### [What you will do]
Extend the piece on Kevin Francis Gray's Breakdown Works below, picking up right after its final sentence.

### [Extract]
★ ★ ★

While the world has learned how to work from home, restaurants have pivoted to elaborate takeaway options and sport has continued behind closed doors, art has been forced to be consumed in different ways. Less people have been able to enjoy it, and most have only been able to experience it via social media or online.

“It is such a crazy time. We’ve all been going through highs and lows of how to handle it. It has been difficult no doubt about that,” Gray said.

“One of the major things as an artist is about visitor experience; seeing the work and experiencing it. This has been a really tricky one for myself as an artist, just that lack of contact that lack of people seeing your work.

“The logistics of doing a show and installing a show are really complicated, as well as trying to run a studio in London and a studio in Tuscany as well. It’s all filled with trepidation, anxiety and complication because Italy has its own issues with lockdown. All the practical stuff is now super, super complicated.”

Kevin Francis Gray,
Breakdown Work #25, 2020.

All complications considered, Gray is ready to show a more vulnerable side of his work to a larger audience. He started creating the Breakdown Works months before the term ‘COVID-19’ became part of the modern vernacular.

Now he is ready for you to see them, albeit he didn’t envisage you wearing a mask and observing social distancing etiquette when he started conceptualising inside his Bethnal Green studio.

“The whole idea of the Breakdown Works was it was a really open honest conversation I was having with myself and the work. Hopefully people were listening and could experience it and engage with the work,” he said.

★ ★ ★

Stored data
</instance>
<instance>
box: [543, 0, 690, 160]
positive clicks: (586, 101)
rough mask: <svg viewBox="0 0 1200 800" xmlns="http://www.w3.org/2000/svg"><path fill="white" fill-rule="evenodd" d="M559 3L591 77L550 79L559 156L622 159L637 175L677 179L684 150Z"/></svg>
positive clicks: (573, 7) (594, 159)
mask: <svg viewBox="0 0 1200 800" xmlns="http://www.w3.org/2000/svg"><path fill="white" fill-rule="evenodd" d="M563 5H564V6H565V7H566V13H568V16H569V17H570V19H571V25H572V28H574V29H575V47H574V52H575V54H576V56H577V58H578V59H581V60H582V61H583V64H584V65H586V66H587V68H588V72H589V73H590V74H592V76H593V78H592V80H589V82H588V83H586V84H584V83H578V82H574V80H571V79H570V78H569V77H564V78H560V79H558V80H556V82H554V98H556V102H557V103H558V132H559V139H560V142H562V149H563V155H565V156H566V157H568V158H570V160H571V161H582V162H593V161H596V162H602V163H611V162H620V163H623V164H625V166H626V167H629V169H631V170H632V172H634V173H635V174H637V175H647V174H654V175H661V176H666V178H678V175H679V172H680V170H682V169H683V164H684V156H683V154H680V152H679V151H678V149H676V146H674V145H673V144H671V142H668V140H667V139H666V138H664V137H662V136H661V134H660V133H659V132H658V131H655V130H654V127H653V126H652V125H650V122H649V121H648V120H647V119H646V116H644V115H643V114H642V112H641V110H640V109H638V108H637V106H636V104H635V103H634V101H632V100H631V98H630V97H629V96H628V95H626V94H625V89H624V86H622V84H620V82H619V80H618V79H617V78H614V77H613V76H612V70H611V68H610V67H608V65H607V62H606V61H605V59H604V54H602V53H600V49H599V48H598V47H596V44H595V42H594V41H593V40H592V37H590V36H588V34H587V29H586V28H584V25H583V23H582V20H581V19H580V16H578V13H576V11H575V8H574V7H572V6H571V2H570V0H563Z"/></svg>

★ ★ ★

### [Response to the exercise]
“I had this idea of breakdown and crisis and realignment. With the Breakdown Works I was trying to put less importance on the history of stone, trying to make it less heavy and less 17th century. I was trying to make it have more contemporary that we can engage with as contemporary people.

One of Kevin Francis Gray’s pieces on display in Florence.

“I was talking about big issues like societal breakdown like we’re all experiencing right now. It is very equalling what’s happening right now. And there were some more personal things; I’m in the middle of my life, so in a weird way it is about me having the confidence to be really honest and up front.

“And then this fucking thing happened, which really seemed to tie in with the Breakdown Works. Maybe that’s why people are digging these works? I think we can all relate to this idea of breaking down in a way.

“Speaking as a man, I think we’re ready for that openness and expression of vulnerability. People don’t want these egos. The art world is packed full of people with egos. They want to see that there is vulnerability and insecurity and they can take strength from that.”

Timing is everything in life. And the timing couldn’t be more apt.

Kevin Francis Gray opens at Pace Gallery on Thursday 3 December.